### Available records

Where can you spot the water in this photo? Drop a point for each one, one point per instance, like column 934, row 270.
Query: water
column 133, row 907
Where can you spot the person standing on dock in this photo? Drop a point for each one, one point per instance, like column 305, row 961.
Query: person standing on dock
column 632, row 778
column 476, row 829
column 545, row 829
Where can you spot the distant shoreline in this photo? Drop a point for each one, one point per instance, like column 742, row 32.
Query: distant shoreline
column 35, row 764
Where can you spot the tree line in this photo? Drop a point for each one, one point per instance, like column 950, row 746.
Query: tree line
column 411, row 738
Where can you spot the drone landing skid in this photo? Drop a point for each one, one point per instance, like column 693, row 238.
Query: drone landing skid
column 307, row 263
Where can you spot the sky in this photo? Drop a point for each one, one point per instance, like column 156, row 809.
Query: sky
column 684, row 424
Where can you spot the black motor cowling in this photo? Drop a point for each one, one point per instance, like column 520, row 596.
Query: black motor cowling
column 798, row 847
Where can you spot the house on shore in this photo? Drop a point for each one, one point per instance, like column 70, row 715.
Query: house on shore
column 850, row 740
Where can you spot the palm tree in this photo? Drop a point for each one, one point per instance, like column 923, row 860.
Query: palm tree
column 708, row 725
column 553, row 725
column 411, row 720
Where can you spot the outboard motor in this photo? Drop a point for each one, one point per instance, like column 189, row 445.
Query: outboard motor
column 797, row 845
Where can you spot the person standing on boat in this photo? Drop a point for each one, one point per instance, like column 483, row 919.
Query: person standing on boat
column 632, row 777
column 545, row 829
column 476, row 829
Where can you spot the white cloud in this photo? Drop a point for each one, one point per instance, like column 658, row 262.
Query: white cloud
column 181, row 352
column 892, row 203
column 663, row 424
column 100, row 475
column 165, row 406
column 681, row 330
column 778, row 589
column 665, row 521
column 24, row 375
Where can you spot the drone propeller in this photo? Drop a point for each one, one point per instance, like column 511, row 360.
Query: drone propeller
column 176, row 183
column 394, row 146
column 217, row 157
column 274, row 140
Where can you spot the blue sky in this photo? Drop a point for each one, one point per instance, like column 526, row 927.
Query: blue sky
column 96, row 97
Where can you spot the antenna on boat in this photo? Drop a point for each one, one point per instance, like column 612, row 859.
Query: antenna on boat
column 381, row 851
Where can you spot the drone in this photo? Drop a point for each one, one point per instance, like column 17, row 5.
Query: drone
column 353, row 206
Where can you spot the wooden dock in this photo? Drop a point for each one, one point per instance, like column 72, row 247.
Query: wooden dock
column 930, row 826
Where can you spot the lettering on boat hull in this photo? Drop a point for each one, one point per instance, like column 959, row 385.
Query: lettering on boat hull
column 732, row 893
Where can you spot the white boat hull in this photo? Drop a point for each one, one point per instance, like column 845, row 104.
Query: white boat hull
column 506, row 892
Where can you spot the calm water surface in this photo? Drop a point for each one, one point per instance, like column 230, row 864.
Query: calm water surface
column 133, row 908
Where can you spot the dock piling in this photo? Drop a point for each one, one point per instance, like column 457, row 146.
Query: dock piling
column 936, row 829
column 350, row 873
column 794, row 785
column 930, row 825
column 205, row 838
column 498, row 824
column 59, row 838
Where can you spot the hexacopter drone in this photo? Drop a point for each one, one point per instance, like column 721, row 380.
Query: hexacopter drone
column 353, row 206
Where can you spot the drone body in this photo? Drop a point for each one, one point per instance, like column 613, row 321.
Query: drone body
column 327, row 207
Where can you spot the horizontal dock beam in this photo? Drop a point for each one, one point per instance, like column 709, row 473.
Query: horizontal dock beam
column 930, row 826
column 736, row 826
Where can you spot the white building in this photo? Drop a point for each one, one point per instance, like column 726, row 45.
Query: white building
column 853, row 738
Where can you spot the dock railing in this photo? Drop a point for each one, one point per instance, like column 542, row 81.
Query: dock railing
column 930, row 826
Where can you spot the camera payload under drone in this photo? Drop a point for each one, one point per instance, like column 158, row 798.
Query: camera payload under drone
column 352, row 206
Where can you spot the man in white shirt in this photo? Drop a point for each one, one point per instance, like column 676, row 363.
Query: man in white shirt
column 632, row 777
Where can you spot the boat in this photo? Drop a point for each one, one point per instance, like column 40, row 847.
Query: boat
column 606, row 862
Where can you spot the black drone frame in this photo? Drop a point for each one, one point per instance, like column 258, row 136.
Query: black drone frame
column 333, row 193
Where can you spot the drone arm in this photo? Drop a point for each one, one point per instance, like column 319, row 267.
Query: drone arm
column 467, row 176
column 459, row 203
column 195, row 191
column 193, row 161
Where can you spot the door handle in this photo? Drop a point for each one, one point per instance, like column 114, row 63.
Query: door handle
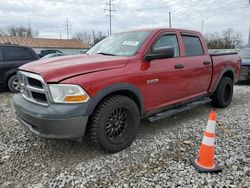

### Work to be completed
Turn all the lines above into a numbered list, skipping any blank lines and leaving out the pictures.

### Exercise result
1. Where can you spot the water in this photo? Drop a point for each one, one point per instance, like column 934, row 270.
2. Query: water
3. column 133, row 907
4. Where can you spot the person standing on dock in this photo? Drop a point for each one, one point per instance, like column 305, row 961.
5. Query: person standing on dock
6. column 632, row 778
7. column 476, row 829
8. column 545, row 829
9. Where can you spot the distant shoreline in this photo? Drop a point for each one, one point per instance, like column 742, row 32.
10. Query: distant shoreline
11. column 35, row 764
12. Where can you spot the tree line in this photo? Drop a point for each one, one point per instance, like column 950, row 746.
13. Query: tree line
14. column 411, row 738
15. Where can you spot the drone landing skid in this photo? Drop a point for each one, one point per instance, like column 693, row 238.
16. Query: drone landing skid
17. column 307, row 263
18. Where can you spot the sky in this photo? Drop a point for each one, one point per instance, like column 156, row 809.
19. Query: sky
20. column 684, row 424
21. Where can you spot the black motor cowling in this photo? Drop a point for each one, one point per instance, like column 520, row 596.
22. Query: black motor cowling
23. column 798, row 847
24. Where can you spot the house on shore in this photo? Drop a point for each one, one point per instance, like column 70, row 715.
25. Query: house on shore
26. column 850, row 740
27. Where can you spot the palm tree in this photo? Drop a point for each one, one point per instance, like column 923, row 860.
28. Query: palm tree
29. column 708, row 725
30. column 553, row 725
31. column 411, row 720
32. Where can you spot the outboard motor in this photo? Drop a point for each one, one point per instance, like column 189, row 445.
33. Query: outboard motor
34. column 797, row 845
35. Where can you spot the person standing on boat in this photo? Drop a point for each one, one point per instance, like column 483, row 919.
36. Query: person standing on boat
37. column 632, row 777
38. column 545, row 829
39. column 476, row 829
40. Where can you spot the white cloud in this photo? Drop a point for each one, one point per instance, like column 658, row 262.
41. Query: white cloud
42. column 181, row 352
43. column 892, row 203
44. column 663, row 424
45. column 100, row 475
46. column 165, row 406
47. column 681, row 330
48. column 778, row 589
49. column 665, row 521
50. column 24, row 375
51. Where can you spot the drone propeller in this photo? Drop a point for each one, one point per instance, like column 511, row 360.
52. Query: drone propeller
53. column 176, row 183
54. column 394, row 146
55. column 217, row 157
56. column 274, row 140
57. Where can you spot the blue sky in this photo? Drop a point for each one, one point per instance, like column 526, row 927.
58. Query: blue sky
59. column 96, row 97
60. Where can you spot the antenna on boat in this photo? Drop a point for each one, one point per instance, like column 612, row 859.
61. Query: antenna on boat
62. column 381, row 851
63. Where can you spot the drone in this photo? Drop a point for each one, one point per instance, like column 17, row 5.
64. Query: drone
65. column 353, row 206
66. Where can you spot the wooden dock in this photo? Drop a point for each one, one point per instance, like column 72, row 247.
67. Query: wooden dock
68. column 930, row 826
69. Where can you spot the lettering on boat hull in this photo? Drop a point for each one, one point per instance, like column 959, row 385.
70. Query: lettering on boat hull
71. column 732, row 893
72. Where can you spot the white boat hull in this photo? Drop a point for each one, one point per instance, like column 845, row 104.
73. Query: white boat hull
74. column 506, row 892
75. Where can you spot the calm water surface in this photo? Drop a point for each one, one point per instance, like column 230, row 864.
76. Query: calm water surface
77. column 133, row 908
78. Where can you spot the dock piling in this photo? Drop a point for each one, one point per instance, like column 457, row 146.
79. Query: dock piling
80. column 936, row 829
81. column 350, row 873
82. column 794, row 785
83. column 930, row 825
84. column 205, row 838
85. column 498, row 824
86. column 59, row 838
87. Where can you spot the hexacopter drone in this photo? Drop a point for each one, one point per instance, like column 721, row 380.
88. Query: hexacopter drone
89. column 353, row 206
90. Where can you spot the drone body in this photo? Drop a point for each one, one point per instance, like column 613, row 321.
91. Query: drone body
92. column 327, row 207
93. Where can you spot the horizontal dock beam in this photo? Drop a point for each one, one point per instance, like column 709, row 473.
94. Query: horizontal dock beam
95. column 930, row 826
96. column 736, row 826
97. Where can you spot the white building in this photo? Drop a point for each one, one point per instance, like column 726, row 45.
98. Query: white building
99. column 853, row 738
100. Where can you spot the dock railing in this photo? Drop a point for each one, one point per instance, like column 542, row 81.
101. Query: dock railing
102. column 930, row 826
103. Where can you spot the camera payload under drone in this photo? Drop a point for each one, one point per instance, like column 158, row 798.
104. Query: camera payload under drone
105. column 352, row 206
106. Where can you spot the man in white shirt in this photo? Drop a point for each one, one point per instance, like column 676, row 363.
107. Query: man in white shirt
108. column 632, row 777
109. Where can you spot the boat in this photo? Drop a point for each one, one point per instance, like column 40, row 847.
110. Query: boat
111. column 606, row 862
112. Where can you spot the black drone frame in this photo? Drop a point for each one, one point per instance, like column 258, row 136.
113. Query: black drone frame
114. column 333, row 193
115. Where can you spot the drone arm in this photo? Drop a point for each one, one point per instance, like column 319, row 267.
116. Query: drone arm
117. column 467, row 176
118. column 459, row 203
119. column 195, row 191
120. column 193, row 161
121. Where can you spot the door handle in this photo? Drop a point for each one, one point per instance, like column 114, row 63.
122. Query: door handle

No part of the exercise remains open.